— Start of Raw data —

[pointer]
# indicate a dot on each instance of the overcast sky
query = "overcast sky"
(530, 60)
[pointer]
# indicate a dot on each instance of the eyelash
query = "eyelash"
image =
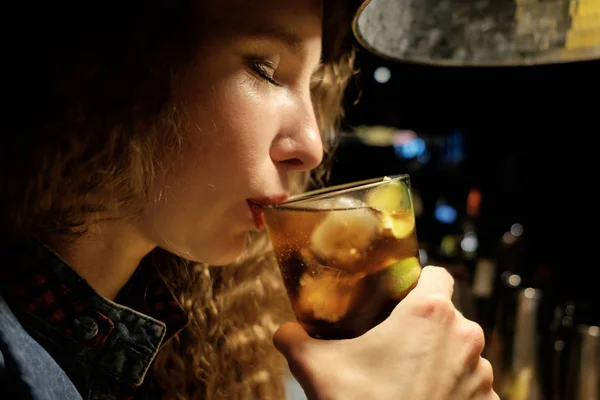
(261, 68)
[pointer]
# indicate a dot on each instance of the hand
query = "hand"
(425, 350)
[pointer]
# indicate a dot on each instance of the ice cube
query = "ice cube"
(337, 203)
(390, 197)
(328, 295)
(343, 236)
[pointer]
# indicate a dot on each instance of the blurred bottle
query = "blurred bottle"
(583, 381)
(522, 380)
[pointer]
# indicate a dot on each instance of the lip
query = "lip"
(256, 205)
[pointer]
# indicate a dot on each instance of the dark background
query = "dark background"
(529, 140)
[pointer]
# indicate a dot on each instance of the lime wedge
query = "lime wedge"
(402, 275)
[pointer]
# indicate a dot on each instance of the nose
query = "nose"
(298, 146)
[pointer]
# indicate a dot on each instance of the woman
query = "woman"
(136, 134)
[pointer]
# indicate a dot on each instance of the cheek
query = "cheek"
(238, 121)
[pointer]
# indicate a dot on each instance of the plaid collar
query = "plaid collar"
(119, 339)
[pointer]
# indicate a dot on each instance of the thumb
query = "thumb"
(289, 337)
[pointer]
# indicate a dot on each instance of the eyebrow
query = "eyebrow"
(282, 34)
(289, 37)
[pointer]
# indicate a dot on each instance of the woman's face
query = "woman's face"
(252, 125)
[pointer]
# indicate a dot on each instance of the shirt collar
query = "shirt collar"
(120, 338)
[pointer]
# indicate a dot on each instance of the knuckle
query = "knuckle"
(436, 306)
(472, 335)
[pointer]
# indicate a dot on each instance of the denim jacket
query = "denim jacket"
(61, 340)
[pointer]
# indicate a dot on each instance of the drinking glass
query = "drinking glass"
(348, 254)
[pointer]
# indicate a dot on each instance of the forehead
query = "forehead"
(249, 16)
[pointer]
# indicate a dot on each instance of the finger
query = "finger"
(481, 381)
(434, 280)
(289, 338)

— End of Raw data —

Prompt = Without the pictures, print the whole listing exactly as given.

Exercise answer =
[pointer]
# indicate a dot on each instance of the overcast sky
query = "overcast sky"
(530, 60)
[pointer]
# indicate a dot on each instance of the eyelash
query = "eyelash"
image =
(261, 68)
[pointer]
# indicate a dot on each instance of the hand
query = "hand"
(425, 350)
[pointer]
# indicate a dot on each instance of the ice cube
query = "ice cube"
(337, 203)
(390, 197)
(328, 295)
(343, 236)
[pointer]
# indicate a dot on each instance of the blurred bottle
query = "blurred bottle"
(583, 381)
(522, 380)
[pointer]
# indicate a dot on each instance of the lip
query = "lip"
(256, 205)
[pointer]
# indicate a dot on each instance of the dark background
query = "dark background"
(529, 140)
[pointer]
# indicate a dot on each instance of the lime wedge
query = "lime wedge"
(402, 275)
[pointer]
# indicate a dot on each instance of the nose
query = "nose"
(298, 146)
[pointer]
# indicate a dot on each instance of the woman
query = "woman"
(136, 134)
[pointer]
# indicate a dot on each instance of the cheek
query = "cheek"
(238, 121)
[pointer]
# indicate a dot on each instance of the plaid collar
query = "plaid collar"
(119, 339)
[pointer]
# indicate a dot on each instance of the thumb
query = "thumb"
(289, 337)
[pointer]
# indicate a dot on each instance of the eyebrow
query = "eyebrow"
(282, 34)
(289, 37)
[pointer]
# indicate a dot on each instance of the woman's face
query = "woman's face"
(252, 125)
[pointer]
# indicate a dot on each instance of the shirt collar
query = "shirt collar"
(120, 338)
[pointer]
# indicate a dot on each instance of the knuckle
query = "knuckle"
(436, 306)
(472, 335)
[pointer]
# indicate a dot on each instance of the denim jacket
query = "denim jacket"
(61, 340)
[pointer]
# indicate a dot on each instance of the drinking glass
query = "drinking glass"
(348, 254)
[pointer]
# indicate a dot on each instance of the forehead
query = "forehead"
(249, 16)
[pointer]
# indicate a dot on each instance of the finger
query = "finger"
(481, 381)
(434, 280)
(289, 338)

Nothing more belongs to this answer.